Data extracted from a collection:
----------

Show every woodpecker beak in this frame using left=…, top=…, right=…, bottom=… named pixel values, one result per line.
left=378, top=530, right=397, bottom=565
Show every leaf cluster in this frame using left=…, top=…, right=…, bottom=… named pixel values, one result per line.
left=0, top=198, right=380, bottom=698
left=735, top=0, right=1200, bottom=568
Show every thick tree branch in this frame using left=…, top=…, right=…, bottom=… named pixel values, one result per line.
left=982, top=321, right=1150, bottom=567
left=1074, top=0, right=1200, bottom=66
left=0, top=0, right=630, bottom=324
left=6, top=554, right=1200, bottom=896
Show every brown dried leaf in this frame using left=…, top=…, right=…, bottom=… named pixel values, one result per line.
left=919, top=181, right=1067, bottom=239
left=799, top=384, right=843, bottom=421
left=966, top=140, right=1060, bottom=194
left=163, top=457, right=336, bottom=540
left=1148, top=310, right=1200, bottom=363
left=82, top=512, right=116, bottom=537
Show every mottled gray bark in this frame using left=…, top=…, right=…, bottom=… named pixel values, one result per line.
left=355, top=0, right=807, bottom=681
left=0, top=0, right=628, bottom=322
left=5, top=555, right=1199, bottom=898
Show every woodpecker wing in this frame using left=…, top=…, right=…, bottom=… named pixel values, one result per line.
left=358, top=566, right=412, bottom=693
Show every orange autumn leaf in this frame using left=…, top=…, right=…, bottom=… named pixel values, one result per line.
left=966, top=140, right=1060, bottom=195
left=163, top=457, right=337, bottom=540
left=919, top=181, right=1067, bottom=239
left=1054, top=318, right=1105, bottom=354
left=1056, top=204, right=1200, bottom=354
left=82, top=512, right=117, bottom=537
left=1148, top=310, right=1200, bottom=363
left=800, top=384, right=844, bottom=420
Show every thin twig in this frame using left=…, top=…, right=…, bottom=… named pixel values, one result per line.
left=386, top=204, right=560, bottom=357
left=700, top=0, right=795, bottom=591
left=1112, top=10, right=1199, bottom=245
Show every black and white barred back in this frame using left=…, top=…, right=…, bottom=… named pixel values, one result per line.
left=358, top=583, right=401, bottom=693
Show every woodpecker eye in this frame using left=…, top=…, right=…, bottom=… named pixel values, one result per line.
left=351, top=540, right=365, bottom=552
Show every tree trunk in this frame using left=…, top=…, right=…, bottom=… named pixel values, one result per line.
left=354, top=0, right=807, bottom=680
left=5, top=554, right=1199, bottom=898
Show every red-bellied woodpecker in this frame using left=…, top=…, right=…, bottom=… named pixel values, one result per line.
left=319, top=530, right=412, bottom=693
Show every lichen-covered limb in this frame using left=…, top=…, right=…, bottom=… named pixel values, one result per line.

----------

* **Task instructions**:
Reproduce the lines from the one containing "Show every thin" to the end of the entries, keeping both ends and adding nothing.

* **Output**:
Show every thin twig in this frame using left=…, top=…, right=…, bottom=… named pixel values, one result per line.
left=386, top=204, right=560, bottom=357
left=700, top=0, right=795, bottom=591
left=1112, top=10, right=1199, bottom=245
Show every black and white barred back in this frame using left=…, top=…, right=…, bottom=… named pixel values, one result per line.
left=358, top=583, right=401, bottom=693
Show every woodpecker eye in this frame using left=…, top=…, right=…, bottom=… named pixel values, one result per line.
left=351, top=540, right=365, bottom=552
Show every tree trunk in this frame using left=…, top=…, right=…, bottom=… named pixel values, one result per line.
left=354, top=0, right=807, bottom=680
left=5, top=554, right=1199, bottom=898
Show every red-bellied woodpecker in this frame using left=…, top=…, right=…, bottom=… named pixel values, one result per line.
left=319, top=530, right=412, bottom=693
Show every lichen-covered limb in this frame using left=…, top=…, right=…, bottom=… named pixel values, one result per line.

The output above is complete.